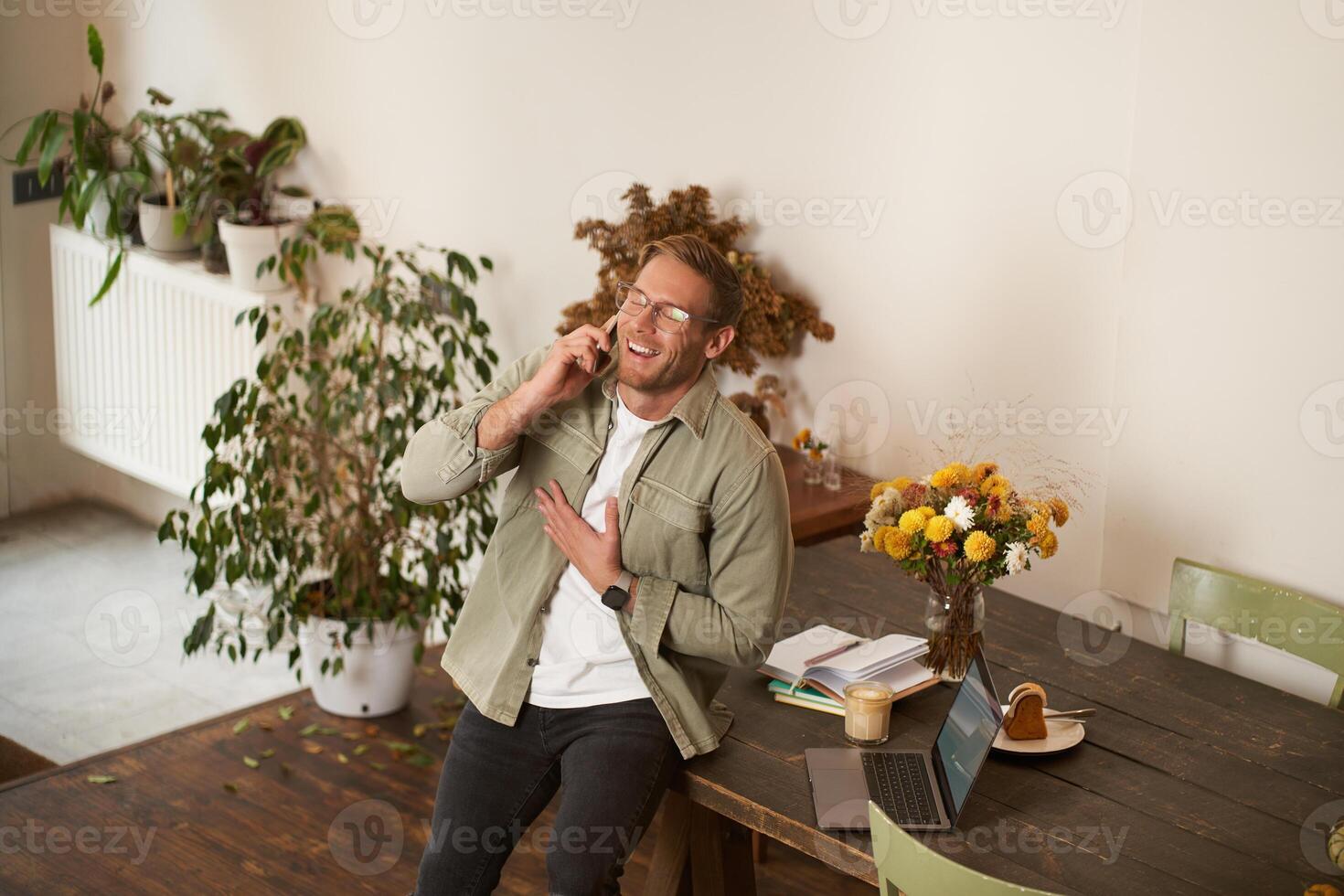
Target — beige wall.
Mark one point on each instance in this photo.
(938, 157)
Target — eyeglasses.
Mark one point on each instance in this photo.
(669, 318)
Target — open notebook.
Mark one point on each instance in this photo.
(892, 660)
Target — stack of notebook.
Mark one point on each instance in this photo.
(812, 667)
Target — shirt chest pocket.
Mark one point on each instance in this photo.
(666, 535)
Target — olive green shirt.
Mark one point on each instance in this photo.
(705, 527)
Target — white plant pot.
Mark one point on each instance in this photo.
(377, 677)
(249, 246)
(156, 228)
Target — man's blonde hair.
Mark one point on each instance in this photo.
(709, 263)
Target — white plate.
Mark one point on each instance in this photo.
(1063, 735)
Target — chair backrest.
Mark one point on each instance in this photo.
(1281, 618)
(909, 867)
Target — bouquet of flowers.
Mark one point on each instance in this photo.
(958, 529)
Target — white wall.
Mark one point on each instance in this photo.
(955, 132)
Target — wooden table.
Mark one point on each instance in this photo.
(1201, 779)
(817, 513)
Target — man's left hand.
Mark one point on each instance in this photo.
(595, 555)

§ **Requirement**:
Quote, word for word, every line starting at the one that contains "Target — eyeglasses." and ending with the final line of the entries.

§ **Exercise response**:
Target — eyeglasses.
Mark one point on each instance in this photo.
(669, 318)
Target — open notebook.
Mark one point on each instance in this photo.
(892, 660)
Target — stack of notebook.
Mark one point on each instance in this photo.
(812, 667)
Target — shirt chest pocket.
Mark one point on each instance in this photo.
(666, 535)
Target — olive green shirt.
Mark one point on each instance in this photo.
(705, 527)
Target — white plant pot.
Mark one point on each instance in this photo.
(377, 677)
(249, 246)
(156, 228)
Target — man's blonde hair.
Mark one point on each instance in this photo.
(709, 263)
Target — white plate.
Mark one point on each instance in this photo.
(1063, 735)
Target — chair backrest.
Mark one point on each instance in this photo.
(1281, 618)
(909, 867)
Target — bouquet of flowers.
Mark one point on each instance in this photo.
(958, 529)
Target — white wall.
Mark one point on each instance in this photo.
(955, 132)
Target — wooden table.
Mark one point on each instance in this photo.
(1201, 779)
(817, 513)
Target — man's left hand.
Mark one point on each instance in this photo.
(595, 555)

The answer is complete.